== 抜粋本文 ==
------------------------------
名古屋市立大学大学院医学研究科細胞機能制御学分野2)

中村弘典1)2), 黒野保三1)2),石神龍代1)2),河瀬美之1)2),山田 篤1)2),皆川宗徳1),鈴木 光2)

 

【目的】

 我々は、第54回(社)全日本鍼灸学会学術大会において、2型糖尿病に近いと考えられる軽症のSTZ誘発糖尿病ラットに対する鍼治療効果の機序は中枢である脳が中心となり、末梢に働きかけていると推察されることを報告した。さらに今回、肥満を伴う2型糖尿病モデル動物として、大塚製薬(株)徳島研究所で開発されたOLETF(Otsuka Long-Evans Tokushima Fatty)ラットに対し鍼治療効果及び機序について検討を加えたので報告する。

【方法】

実験には6週齢で体重約130gのOLETF雄性ラット及び、コントロールとしてLETO(Long-Evans Tokushima Otsuka)雄性ラットを用いた。ラットは3群に分け、Ⅰ群:糖尿病(18匹)、Ⅱ群:糖尿病+鍼治療(12匹)、Ⅲ群:コントロール(10匹)とした。鍼治療は週2回、経穴は中?・天枢・気海・肝兪・脾兪・腎兪に切皮程度に治療を行った。空腹時血糖値は、20時間絶食後簡易血糖測定器で測定した。また、体重を週1回測定した。
------------------------------
保存済みデータセット項目:
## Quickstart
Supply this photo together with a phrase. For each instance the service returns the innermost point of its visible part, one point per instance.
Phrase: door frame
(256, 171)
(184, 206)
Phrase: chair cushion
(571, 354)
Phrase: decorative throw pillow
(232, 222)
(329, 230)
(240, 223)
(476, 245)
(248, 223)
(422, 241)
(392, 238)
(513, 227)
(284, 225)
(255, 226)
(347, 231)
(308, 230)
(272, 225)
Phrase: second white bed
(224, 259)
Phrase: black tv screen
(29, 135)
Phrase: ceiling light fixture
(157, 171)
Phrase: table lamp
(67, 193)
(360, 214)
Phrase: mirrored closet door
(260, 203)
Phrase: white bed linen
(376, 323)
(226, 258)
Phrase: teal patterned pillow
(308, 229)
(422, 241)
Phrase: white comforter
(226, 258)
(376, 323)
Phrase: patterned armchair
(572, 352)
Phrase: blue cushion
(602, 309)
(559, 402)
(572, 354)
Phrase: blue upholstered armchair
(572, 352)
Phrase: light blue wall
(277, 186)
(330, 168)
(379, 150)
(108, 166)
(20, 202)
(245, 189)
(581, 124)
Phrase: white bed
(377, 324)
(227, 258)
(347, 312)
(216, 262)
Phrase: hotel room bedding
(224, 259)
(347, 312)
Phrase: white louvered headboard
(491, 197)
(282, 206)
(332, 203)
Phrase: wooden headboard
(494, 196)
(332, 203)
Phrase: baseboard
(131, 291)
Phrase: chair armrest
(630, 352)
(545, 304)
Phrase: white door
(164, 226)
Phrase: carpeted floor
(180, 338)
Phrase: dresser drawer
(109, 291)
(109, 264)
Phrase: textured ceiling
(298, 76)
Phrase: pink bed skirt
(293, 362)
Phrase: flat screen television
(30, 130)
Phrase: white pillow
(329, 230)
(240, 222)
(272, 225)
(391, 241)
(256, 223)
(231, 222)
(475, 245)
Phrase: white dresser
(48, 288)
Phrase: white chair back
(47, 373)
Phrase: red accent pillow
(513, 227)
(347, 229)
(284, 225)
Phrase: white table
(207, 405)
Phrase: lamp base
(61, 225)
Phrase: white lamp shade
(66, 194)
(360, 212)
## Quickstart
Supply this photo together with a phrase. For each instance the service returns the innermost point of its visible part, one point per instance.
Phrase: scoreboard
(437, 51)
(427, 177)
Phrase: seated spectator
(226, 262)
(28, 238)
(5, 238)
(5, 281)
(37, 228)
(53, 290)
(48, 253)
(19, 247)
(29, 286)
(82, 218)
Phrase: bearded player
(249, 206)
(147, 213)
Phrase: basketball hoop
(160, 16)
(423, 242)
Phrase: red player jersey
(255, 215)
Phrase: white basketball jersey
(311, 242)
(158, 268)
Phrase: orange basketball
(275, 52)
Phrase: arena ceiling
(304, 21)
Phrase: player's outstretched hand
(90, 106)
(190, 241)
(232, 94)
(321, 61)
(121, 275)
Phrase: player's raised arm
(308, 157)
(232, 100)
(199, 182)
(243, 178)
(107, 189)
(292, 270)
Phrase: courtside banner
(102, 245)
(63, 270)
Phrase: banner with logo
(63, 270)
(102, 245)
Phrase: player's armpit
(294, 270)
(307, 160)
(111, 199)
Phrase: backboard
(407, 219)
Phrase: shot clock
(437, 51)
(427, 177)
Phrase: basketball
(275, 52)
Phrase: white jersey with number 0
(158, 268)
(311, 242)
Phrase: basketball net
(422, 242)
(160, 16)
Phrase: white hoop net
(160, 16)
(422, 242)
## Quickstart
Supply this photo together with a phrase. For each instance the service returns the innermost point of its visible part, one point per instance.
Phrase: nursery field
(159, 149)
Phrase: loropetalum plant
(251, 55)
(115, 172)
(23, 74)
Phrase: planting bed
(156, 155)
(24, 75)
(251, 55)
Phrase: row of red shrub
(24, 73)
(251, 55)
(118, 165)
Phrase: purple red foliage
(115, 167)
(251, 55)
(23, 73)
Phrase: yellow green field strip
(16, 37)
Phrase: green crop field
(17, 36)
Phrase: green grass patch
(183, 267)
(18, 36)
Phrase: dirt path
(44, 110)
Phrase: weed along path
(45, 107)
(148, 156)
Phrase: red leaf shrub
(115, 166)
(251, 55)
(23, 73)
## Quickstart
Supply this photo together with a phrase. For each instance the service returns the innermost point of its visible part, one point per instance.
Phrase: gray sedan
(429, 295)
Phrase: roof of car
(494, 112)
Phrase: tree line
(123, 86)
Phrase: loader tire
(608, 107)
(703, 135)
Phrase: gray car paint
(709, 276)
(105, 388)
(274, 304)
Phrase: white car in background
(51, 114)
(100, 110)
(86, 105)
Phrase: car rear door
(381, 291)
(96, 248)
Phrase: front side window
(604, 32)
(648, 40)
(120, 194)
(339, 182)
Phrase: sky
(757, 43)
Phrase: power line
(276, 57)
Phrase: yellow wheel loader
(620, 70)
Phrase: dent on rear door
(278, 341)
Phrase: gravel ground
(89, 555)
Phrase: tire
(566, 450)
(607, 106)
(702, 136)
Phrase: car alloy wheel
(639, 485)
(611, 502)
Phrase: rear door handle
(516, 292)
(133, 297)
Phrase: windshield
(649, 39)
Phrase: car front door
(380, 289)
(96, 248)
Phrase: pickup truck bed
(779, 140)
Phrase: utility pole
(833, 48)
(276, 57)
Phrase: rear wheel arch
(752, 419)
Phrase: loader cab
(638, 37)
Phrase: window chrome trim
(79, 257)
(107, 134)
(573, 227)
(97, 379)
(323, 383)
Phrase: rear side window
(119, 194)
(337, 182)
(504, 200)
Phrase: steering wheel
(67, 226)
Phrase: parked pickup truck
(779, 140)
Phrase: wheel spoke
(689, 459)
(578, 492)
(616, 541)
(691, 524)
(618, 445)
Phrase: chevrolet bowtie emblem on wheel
------------------------------
== 課題の内容 ==
• a. 糖尿病ラットへの鍼治療に関する本文では、空腹時血糖値の測定前に何時間の絶食を行ったと述べられていますか。
• b. 糖尿病ラットへの鍼治療に関する本文の最後の一文を受けて、その続きを書き進めてください。
記録を参照する必要はありません。

== 課題の解答 ==
• a. 20時間の絶食です。

• b.
【結果】

鍼治療群の空腹時血糖値は、糖尿病群の空腹時血糖値に比べ有意な低下が認められた(P<0.05)。体重においては、3群において有意な差は認められなかった。しかし、鍼治療群の体重は糖尿病群に比べ減少傾向にあった。

【考察・結語】

今回の結果から、鍼治療群は糖尿病群に比べ、空腹時血糖値の有意な低下が認められ(P<0.05)、鍼治療がOLETFラットの糖尿病に対し有効であることが示唆された。しかし、OLETFラットの糖尿病発症の一因と考えられる過食による体重の増加(肥満)を改善することはできなかった。このことから、鍼治療効果による空腹時血糖値の改善は食欲抑制によるものでなく、代謝機能の活性化によるインスリン抵抗性の改善による可能性が高いことが推察された。